*SOURCE TEXT:*

# Physics 434, 2014: Homework 6

2. Download and work with the Matlab code that simulates this bursty birth-death process. Use it, or its appropriate modification, to estimate numerically the Fano factor (${\displaystyle \sigma ^{2}/\mu }$) of the mRNA distribution some reasonably long time after the start of the process. Use ${\displaystyle \alpha =30\,{\rm {s}}^{-1}}$, ${\displaystyle r=1\,{\rm {s}}^{-1}{\rm {molecule}}^{-1}}$, ${\displaystyle k_{on}=0.1\,{\rm {s}}^{-1}}$, ${\displaystyle k_{off}=0.1\,{\rm {s}}^{-1}}$. Recall that the Fano factor for a Poisson distribution is 1. Is your number, for this bursty process, larger or smaller than 1? Explain.
3. Consider a biochemical system for production of a protein that is somewhat different from what we explored in class: number of proteins ${\displaystyle n}$ increases by one with a rate ${\displaystyle \alpha }$ and it decreases with the rate ${\displaystyle rn^{2}}$. This happens when the protein is involved in a self-degradation, as is widely believed to be true for development (Eldar et al., 2003). In other words, two protein molecules must meet to destroy each other at the same time, and this will happen in proportion to the square of their concentration.
• Write down the master equation describing the system. Be careful that two molecules are removed at the same time, so that one transitions from the state ${\displaystyle n}$ to ${\displaystyle n-2}$.

*STUDY MATERIAL:*
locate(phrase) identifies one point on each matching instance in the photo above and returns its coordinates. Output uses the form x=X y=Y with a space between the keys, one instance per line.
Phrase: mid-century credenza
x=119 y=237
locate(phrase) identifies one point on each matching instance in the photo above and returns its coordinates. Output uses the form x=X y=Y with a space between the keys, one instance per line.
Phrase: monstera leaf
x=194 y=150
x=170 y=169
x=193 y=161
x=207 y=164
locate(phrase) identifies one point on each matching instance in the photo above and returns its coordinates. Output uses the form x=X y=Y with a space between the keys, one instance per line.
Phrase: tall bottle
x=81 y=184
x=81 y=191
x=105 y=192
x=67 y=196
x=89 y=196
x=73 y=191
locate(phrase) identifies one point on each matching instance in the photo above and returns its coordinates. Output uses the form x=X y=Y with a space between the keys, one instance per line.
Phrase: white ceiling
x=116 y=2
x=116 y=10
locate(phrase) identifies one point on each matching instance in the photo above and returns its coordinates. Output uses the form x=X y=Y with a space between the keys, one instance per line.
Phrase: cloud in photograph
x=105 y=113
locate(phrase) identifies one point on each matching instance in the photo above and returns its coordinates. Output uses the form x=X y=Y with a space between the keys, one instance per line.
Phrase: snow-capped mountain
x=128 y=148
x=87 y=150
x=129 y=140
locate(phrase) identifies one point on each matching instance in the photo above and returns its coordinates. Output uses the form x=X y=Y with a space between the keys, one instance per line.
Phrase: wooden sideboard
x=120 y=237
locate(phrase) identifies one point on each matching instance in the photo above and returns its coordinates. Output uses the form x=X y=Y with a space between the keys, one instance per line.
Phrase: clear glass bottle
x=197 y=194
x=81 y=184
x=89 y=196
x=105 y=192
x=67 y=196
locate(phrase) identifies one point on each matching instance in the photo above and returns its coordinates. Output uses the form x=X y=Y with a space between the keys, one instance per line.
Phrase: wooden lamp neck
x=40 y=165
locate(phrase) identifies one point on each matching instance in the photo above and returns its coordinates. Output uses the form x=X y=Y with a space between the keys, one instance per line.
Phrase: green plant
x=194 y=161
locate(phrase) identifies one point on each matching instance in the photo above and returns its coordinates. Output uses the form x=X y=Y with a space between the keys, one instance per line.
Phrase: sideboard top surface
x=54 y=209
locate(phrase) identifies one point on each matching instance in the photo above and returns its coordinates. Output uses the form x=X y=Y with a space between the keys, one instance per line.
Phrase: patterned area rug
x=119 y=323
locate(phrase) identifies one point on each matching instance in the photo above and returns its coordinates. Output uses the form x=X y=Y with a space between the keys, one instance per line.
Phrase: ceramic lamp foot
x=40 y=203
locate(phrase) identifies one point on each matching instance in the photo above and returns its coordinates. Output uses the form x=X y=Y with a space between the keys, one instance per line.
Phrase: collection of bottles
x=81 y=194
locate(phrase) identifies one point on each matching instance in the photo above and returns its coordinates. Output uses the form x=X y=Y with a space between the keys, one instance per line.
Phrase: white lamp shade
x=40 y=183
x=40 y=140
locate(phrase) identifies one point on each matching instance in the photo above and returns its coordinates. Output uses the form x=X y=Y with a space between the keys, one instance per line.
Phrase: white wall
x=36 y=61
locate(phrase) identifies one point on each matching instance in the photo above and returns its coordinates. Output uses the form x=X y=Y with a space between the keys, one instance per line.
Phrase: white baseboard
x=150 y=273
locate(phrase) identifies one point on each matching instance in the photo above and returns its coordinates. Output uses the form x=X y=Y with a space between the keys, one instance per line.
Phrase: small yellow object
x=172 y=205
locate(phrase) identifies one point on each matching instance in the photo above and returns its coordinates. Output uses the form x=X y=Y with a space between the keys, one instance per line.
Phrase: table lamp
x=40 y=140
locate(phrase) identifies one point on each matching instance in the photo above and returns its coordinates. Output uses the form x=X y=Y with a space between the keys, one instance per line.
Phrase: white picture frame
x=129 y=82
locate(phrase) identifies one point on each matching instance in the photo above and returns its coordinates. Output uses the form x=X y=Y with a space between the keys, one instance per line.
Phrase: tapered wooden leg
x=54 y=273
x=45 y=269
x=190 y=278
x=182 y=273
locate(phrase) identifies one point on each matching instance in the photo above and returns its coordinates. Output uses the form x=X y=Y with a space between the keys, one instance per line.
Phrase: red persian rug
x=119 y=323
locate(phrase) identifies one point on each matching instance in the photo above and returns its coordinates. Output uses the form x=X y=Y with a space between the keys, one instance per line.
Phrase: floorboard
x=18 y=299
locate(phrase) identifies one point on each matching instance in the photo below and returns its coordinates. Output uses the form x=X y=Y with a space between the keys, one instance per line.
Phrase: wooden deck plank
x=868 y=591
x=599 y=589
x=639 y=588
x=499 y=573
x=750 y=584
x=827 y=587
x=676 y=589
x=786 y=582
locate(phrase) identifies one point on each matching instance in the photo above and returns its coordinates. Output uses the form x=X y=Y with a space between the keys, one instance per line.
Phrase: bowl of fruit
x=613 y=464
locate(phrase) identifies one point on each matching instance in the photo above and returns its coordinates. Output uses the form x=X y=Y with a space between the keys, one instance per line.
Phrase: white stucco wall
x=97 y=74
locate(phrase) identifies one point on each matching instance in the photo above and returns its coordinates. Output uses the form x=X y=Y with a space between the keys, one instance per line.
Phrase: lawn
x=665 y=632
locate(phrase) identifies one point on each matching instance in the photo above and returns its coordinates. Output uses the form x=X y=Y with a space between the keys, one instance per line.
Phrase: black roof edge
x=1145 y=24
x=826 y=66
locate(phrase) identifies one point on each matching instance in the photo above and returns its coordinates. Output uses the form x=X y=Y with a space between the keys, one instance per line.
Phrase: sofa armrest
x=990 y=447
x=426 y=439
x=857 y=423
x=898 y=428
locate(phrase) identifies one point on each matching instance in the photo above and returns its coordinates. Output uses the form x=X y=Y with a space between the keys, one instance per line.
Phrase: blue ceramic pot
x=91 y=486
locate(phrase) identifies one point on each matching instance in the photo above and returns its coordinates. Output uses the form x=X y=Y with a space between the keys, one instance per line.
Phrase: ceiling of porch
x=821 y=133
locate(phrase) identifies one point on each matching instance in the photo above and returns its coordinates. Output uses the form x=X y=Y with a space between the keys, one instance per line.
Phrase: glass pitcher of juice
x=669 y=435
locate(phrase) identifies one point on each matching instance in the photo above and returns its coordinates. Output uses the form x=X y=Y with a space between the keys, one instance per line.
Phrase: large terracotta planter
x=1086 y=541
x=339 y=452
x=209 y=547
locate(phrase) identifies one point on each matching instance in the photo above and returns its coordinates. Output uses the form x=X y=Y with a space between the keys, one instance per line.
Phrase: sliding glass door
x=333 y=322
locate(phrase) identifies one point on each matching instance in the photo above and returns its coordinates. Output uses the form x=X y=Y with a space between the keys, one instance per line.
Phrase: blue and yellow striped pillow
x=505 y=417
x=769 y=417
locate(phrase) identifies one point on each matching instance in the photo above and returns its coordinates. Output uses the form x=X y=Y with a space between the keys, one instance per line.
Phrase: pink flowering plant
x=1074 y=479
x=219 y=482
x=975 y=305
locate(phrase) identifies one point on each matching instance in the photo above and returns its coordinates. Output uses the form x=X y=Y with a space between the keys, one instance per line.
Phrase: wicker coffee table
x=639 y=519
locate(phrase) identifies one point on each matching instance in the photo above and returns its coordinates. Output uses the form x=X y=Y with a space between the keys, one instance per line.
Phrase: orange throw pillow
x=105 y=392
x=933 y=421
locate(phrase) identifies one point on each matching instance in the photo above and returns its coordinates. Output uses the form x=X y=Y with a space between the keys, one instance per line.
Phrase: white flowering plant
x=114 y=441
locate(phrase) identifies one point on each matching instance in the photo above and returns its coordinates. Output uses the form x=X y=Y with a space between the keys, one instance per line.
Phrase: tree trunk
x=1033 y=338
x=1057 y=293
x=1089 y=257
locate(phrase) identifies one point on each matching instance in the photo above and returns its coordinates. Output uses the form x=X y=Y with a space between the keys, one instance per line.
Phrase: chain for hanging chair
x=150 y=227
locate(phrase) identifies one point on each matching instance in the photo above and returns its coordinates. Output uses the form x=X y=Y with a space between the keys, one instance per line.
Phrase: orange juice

*REQUIRED ACTIONS:*
1. Which reference does the homework text cite for protein self-degradation in development?
2. Decide whether each statement agrees with the homework text, answering yes or no and quoting the deciding words: (a) In problem 3, two protein molecules must meet to destroy each other at the same time. (b) The simulation code for the bursty birth-death process is written in Python. (c) The Fano factor is to be estimated right at the start of the process.
3. Retype the homework text between "2. Download and" and "than 1? Explain.", inclusive.
The lines above are not needed for any of the tasks.

*SET OF ANSWERS:*
1. Eldar et al., 2003.

2.
(a) Yes: "two protein molecules must meet to destroy each other at the same time"
(b) No: "Download and work with the Matlab code that simulates this bursty birth-death process."
(c) No: "some reasonably long time after the start of the process"

3.
2. Download and work with the Matlab code that simulates this bursty birth-death process. Use it, or its appropriate modification, to estimate numerically the Fano factor (${\displaystyle \sigma ^{2}/\mu }$) of the mRNA distribution some reasonably long time after the start of the process. Use ${\displaystyle \alpha =30\,{\rm {s}}^{-1}}$, ${\displaystyle r=1\,{\rm {s}}^{-1}{\rm {molecule}}^{-1}}$, ${\displaystyle k_{on}=0.1\,{\rm {s}}^{-1}}$, ${\displaystyle k_{off}=0.1\,{\rm {s}}^{-1}}$. Recall that the Fano factor for a Poisson distribution is 1. Is your number, for this bursty process, larger or smaller than 1? Explain.